PASSAGE SHOWN Start Marker

Tambyah started getting involved with the Singapore Democratic Party in 2010 and spoke as a guest speaker at the SDP rallies during the 2011 Singaporean general election. He was one of the two potential candidates with party treasurer Vincent Wijeysingha for the 2013 Punggol East by-election in January 2013, before the party announced its decision not to contest and backed Workers' Party's Lee Li Lian to compete against the People's Action Party's Koh Poh Koon.

Tambyah became a member of the SDP's Healthcare Advisory Panel in July 2013. Tambyah officially joined the SDP on 31 August 2015.

In 2015, he was fielded as a candidate as part of the SDP team along with Chee Soon Juan, Sidek Mallek and Chong Wai Fung and contested against PAP's Vivian Balakrishnan, Sim Ann, Liang Eng Hwa, and Christopher de Souza for the Holland–Bukit Timah Group Representation Constituency (GRC) in the 2015 Singaporean general election. The SDP team lost to the PAP team, garnering 33.40 percent of the votes.

PASSAGE SHOWN End Marker
DATA FOR ANALYSIS Start Marker

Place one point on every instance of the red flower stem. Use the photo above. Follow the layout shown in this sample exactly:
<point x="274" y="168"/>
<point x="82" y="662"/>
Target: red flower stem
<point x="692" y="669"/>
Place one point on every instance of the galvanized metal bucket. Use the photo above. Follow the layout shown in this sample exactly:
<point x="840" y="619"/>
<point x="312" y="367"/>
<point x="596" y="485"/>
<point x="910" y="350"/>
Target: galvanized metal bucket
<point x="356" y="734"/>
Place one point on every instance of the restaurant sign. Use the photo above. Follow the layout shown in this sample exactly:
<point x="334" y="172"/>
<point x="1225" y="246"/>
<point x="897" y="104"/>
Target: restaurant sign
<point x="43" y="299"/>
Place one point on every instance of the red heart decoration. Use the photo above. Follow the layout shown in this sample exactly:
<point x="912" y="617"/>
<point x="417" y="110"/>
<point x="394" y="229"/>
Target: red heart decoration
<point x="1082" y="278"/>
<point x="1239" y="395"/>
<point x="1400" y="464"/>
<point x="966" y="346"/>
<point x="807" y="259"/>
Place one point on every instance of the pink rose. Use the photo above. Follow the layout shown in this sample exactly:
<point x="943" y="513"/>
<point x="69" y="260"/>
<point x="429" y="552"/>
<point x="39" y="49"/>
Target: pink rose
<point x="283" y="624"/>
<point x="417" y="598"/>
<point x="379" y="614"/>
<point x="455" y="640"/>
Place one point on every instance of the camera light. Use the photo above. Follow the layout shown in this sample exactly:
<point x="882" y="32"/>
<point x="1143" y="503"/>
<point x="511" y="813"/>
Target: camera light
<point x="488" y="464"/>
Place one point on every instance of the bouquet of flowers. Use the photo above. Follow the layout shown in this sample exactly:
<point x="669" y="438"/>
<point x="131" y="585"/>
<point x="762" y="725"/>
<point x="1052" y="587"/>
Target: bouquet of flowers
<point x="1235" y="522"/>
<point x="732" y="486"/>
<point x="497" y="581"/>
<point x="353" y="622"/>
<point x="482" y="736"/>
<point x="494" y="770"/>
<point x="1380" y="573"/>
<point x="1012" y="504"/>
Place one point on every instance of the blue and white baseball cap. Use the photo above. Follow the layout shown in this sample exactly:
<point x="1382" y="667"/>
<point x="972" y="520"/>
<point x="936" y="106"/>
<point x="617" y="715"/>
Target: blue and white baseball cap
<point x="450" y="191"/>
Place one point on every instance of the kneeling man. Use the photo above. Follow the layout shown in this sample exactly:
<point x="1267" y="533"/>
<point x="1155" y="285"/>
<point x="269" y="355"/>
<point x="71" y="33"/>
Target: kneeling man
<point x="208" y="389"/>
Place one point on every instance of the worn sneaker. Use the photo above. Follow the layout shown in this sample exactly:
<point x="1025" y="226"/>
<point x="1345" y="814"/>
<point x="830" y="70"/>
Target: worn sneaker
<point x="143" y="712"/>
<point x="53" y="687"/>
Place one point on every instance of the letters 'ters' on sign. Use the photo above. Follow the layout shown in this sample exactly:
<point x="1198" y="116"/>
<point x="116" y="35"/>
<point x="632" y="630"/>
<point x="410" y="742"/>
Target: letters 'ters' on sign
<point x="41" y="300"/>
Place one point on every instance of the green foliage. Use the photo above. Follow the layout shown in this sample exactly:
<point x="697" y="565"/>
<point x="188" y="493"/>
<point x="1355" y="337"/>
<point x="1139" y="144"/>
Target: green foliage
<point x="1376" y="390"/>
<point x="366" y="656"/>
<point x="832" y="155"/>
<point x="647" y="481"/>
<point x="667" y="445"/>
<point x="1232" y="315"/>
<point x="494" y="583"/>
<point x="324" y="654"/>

DATA FOR ANALYSIS End Marker
DATA FOR ANALYSIS Start Marker

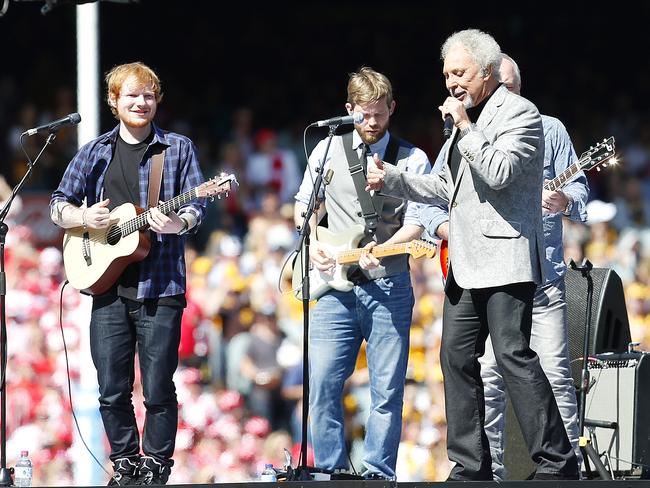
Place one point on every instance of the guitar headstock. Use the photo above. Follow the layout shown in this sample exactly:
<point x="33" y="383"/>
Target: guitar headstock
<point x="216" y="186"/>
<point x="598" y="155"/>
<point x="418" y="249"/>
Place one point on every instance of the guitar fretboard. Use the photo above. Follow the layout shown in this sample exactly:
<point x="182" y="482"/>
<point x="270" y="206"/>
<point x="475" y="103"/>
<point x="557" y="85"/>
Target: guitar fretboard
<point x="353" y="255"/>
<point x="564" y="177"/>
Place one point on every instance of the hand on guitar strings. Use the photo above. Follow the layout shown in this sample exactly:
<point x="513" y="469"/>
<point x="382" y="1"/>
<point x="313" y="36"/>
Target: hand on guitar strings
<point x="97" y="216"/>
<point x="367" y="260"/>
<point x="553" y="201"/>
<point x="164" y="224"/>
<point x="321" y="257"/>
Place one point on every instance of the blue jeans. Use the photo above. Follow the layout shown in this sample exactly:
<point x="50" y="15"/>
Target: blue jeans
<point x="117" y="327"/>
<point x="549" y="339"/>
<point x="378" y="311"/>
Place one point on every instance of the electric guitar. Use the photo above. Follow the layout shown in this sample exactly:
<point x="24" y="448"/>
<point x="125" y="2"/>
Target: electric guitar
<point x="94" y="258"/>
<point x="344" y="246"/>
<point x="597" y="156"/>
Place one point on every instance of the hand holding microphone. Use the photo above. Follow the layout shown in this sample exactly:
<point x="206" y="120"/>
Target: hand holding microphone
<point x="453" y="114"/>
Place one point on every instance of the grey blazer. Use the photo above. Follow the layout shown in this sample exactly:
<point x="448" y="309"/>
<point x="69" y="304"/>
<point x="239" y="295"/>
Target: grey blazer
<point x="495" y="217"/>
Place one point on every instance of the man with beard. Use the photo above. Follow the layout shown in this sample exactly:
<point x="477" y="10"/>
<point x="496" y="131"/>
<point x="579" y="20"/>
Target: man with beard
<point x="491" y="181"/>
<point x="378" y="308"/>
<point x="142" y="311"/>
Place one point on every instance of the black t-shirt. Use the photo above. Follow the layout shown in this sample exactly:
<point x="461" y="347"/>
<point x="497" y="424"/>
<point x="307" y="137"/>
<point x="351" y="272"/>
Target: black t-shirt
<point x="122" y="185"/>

DATA FOR ANALYSIS End Marker

§ **WHAT TO DO**
A. Answer these from the passage on Tambyah and the Singapore Democratic Party:
(i) Who was the other potential SDP candidate alongside Tambyah for the 2013 Punggol East by-election?
(ii) On what date did Tambyah officially join the SDP?
(iii) What percentage of the votes did the SDP team receive in Holland–Bukit Timah GRC in 2015?
B. Continue the passage on Tambyah and the Singapore Democratic Party, starting after its final sentence about the 2015 result.

§ **ACTIVITY ANSWERS**
A.
(i) Vincent Wijeysingha, the party treasurer.
(ii) 31 August 2015.
(iii) 33.40 percent.

B.
On 26 September 2017, he was elected as Chairman by the CEC members during the Singapore Democratic Party 18th Ordinary Party Conference, replacing Wong Souk Yee.

On 30 June 2020, Tambyah was fielded as a SDP candidate against PAP's Liang Eng Hwa in Bukit Panjang Single Member Constituency (SMC) during the 2020 Singaporean general election. He lost the election to Liang with 46.27 percent of the votes.

In March 2025, it was announced that Tambyah would continue to contest in the same ward, Bukit Panjang SMC, again in the 2025 general elections. In the 2025 general election, Tambyah was unsuccessful a second time as he only garnered 38.59% of the vote as compared to Liang's 61.41%. He attributed his loss in Bukit Panjang SMC to a lack of resources within the SDP as compared to the PAP.